* [INSTRUCTIONS TO FOLLOW]: State how many lines in the rows below contain the string "green", giving only the number.

* [RECORDS]:
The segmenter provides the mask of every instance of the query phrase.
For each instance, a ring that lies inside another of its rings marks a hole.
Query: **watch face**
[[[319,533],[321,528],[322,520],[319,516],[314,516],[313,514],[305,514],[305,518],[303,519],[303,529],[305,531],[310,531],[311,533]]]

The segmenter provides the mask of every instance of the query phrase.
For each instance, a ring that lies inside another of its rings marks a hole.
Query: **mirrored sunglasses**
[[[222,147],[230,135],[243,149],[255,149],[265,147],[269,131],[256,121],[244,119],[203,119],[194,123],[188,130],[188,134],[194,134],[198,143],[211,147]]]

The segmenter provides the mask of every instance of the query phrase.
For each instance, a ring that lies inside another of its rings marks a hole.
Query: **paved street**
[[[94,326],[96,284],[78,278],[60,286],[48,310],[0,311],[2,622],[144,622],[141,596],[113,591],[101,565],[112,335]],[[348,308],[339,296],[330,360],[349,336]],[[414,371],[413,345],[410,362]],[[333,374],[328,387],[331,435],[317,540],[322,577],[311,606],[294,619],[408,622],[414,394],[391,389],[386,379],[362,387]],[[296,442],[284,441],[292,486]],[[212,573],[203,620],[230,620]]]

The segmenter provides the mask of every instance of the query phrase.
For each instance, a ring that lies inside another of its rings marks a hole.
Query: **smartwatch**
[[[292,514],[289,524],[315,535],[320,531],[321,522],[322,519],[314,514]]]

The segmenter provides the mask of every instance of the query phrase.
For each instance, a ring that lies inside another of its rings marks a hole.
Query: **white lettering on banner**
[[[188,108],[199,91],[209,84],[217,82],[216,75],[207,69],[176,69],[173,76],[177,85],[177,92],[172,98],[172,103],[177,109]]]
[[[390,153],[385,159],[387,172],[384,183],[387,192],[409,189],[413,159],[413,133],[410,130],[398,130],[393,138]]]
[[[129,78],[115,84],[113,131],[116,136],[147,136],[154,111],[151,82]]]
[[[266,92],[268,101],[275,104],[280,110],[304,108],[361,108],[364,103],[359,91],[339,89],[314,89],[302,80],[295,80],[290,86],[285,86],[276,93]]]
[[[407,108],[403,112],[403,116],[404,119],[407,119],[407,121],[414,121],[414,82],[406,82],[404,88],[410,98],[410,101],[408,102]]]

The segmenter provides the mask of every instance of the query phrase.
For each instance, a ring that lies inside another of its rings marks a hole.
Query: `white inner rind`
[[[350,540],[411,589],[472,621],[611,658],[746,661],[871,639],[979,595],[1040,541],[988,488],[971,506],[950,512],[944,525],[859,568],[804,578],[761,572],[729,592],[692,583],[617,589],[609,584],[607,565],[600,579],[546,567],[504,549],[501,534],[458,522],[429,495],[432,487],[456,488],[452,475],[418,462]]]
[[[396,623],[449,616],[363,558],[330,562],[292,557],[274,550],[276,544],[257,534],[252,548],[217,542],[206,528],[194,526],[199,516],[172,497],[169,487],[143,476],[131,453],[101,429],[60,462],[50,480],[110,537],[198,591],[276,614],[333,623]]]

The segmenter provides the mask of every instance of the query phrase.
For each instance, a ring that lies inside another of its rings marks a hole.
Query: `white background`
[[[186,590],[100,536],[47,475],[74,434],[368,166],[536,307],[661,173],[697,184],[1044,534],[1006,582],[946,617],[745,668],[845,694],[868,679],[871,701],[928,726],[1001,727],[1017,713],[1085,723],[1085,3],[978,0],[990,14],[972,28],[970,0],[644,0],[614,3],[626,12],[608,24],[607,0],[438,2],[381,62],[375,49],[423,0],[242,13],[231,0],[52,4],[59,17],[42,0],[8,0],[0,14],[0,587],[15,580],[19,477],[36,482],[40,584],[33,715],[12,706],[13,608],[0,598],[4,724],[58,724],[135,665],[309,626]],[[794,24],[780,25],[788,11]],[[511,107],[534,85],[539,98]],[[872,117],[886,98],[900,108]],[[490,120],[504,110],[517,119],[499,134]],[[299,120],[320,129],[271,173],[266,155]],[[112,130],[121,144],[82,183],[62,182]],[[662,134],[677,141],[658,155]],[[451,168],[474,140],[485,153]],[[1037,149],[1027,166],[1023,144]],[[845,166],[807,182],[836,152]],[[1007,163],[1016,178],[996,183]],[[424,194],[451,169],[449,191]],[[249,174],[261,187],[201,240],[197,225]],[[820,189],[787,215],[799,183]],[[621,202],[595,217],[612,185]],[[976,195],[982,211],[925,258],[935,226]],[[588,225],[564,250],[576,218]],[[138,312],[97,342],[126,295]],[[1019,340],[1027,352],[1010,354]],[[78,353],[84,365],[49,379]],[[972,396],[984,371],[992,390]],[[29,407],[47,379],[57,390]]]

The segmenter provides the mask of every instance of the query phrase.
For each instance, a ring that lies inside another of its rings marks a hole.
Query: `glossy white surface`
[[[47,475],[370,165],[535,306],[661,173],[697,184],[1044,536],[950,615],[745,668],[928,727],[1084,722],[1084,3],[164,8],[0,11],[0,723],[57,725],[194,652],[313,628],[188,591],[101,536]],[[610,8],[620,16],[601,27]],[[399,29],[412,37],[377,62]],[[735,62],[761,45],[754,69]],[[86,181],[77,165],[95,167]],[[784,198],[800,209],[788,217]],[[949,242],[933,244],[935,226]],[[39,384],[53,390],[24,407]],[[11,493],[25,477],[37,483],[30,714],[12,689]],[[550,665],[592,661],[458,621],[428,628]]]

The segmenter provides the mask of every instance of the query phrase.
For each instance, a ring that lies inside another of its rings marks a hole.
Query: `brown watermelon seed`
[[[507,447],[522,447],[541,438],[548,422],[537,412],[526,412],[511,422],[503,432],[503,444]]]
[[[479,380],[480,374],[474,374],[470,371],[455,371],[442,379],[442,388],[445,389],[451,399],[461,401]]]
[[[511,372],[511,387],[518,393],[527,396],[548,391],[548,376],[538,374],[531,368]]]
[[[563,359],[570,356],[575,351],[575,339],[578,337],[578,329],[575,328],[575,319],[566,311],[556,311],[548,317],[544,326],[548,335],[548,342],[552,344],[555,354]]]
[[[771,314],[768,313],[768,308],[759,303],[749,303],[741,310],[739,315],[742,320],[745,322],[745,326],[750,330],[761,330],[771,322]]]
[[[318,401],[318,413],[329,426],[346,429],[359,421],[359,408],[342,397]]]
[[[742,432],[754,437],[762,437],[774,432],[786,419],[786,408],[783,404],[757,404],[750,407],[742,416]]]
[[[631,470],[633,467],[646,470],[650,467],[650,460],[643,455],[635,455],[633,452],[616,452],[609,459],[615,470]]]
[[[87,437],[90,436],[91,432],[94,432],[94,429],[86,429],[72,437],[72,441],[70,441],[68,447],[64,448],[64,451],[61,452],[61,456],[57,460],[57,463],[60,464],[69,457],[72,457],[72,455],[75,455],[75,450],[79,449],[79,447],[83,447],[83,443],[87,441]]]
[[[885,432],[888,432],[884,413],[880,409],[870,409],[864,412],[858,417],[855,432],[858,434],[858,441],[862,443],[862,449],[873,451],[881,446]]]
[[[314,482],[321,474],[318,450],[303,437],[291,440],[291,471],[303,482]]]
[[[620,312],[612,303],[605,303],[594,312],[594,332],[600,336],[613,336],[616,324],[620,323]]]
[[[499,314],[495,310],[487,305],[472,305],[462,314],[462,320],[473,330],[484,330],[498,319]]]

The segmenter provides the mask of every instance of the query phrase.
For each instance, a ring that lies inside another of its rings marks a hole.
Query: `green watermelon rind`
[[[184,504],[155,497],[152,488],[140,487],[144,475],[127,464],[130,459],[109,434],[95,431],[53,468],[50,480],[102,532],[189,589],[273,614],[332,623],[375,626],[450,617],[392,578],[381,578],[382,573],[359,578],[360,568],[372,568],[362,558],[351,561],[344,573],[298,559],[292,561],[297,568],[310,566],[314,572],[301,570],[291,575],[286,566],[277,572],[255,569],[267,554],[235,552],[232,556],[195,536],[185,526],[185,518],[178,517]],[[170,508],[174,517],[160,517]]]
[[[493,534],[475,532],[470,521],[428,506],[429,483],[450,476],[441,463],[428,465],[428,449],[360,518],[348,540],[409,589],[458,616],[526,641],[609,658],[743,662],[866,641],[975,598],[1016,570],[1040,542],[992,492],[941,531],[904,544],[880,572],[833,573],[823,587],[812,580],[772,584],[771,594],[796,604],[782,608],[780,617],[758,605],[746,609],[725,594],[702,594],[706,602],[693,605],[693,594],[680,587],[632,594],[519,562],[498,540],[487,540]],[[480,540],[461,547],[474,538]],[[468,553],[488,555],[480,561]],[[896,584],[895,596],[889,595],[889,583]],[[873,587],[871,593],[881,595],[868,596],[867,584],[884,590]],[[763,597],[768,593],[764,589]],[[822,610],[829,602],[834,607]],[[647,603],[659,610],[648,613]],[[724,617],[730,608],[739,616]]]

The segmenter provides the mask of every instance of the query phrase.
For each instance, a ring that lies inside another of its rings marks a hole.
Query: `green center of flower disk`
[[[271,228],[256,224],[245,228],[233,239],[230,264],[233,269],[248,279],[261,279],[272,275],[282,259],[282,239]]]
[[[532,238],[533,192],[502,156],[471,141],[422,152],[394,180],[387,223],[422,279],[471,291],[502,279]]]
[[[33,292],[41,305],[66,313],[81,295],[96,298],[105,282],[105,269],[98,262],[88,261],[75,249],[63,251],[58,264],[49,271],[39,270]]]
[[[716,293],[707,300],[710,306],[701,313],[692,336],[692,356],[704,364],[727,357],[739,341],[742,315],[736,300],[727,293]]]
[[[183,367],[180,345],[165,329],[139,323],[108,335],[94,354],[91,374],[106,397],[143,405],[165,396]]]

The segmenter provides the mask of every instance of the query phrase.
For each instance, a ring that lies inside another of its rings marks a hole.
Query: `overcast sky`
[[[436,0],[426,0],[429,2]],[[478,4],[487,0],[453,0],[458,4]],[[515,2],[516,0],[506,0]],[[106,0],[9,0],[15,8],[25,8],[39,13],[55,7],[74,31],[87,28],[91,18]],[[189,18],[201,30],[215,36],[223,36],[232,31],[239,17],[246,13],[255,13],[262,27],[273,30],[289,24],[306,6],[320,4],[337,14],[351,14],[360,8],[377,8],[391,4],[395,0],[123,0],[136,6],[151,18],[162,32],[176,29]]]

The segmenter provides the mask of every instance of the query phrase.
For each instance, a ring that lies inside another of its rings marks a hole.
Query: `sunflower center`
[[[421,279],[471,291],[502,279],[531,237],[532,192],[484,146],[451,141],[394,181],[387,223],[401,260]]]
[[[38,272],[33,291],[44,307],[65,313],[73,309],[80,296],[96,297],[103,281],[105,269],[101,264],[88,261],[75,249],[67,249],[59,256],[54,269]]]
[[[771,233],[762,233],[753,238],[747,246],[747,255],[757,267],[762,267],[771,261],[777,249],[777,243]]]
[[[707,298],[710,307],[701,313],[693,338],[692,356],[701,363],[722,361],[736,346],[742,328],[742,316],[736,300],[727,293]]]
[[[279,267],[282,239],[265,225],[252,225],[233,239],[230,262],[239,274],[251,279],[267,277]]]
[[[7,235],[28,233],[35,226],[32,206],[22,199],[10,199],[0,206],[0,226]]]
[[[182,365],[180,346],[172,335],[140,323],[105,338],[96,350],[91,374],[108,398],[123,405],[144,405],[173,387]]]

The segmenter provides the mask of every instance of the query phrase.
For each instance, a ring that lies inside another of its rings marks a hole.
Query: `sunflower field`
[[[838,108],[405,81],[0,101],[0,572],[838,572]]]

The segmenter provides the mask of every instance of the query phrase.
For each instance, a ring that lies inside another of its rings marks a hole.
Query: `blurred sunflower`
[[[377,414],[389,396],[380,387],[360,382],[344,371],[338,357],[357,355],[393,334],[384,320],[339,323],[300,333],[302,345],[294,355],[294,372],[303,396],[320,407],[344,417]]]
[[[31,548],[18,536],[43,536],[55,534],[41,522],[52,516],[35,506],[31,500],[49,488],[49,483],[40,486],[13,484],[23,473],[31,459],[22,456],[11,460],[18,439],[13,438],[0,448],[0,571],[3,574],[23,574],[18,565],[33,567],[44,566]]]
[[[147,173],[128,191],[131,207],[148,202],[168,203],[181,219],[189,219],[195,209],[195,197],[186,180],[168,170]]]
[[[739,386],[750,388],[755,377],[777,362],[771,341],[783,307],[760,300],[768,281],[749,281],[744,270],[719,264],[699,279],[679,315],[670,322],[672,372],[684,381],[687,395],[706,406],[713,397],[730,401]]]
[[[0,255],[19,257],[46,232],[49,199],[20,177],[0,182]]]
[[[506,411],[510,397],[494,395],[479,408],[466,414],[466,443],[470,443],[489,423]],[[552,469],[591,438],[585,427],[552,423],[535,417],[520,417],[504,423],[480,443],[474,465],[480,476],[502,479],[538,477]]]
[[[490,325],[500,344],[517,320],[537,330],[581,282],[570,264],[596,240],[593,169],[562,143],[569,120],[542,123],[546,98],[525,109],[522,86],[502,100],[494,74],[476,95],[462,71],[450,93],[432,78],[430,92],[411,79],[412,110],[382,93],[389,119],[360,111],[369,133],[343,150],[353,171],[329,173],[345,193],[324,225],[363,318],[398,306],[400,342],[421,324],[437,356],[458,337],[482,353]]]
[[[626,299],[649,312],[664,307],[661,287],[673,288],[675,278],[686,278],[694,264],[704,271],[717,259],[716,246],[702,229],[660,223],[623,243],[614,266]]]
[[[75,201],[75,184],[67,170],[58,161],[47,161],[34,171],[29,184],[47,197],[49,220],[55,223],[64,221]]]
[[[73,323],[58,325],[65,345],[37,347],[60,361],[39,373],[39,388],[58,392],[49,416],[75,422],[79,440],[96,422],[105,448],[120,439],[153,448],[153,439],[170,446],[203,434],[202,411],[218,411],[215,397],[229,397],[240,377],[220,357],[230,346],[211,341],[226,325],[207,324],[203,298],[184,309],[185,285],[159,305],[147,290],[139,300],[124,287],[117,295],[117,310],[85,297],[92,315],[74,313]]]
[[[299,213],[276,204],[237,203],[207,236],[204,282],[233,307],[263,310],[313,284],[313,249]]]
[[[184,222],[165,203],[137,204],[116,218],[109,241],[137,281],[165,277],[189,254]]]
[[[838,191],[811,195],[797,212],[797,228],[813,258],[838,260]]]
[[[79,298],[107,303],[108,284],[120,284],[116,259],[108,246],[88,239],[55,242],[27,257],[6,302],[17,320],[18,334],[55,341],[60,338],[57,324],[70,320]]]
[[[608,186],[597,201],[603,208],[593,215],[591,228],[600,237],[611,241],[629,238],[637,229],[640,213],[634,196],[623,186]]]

* [WORKED SOLUTION]: 2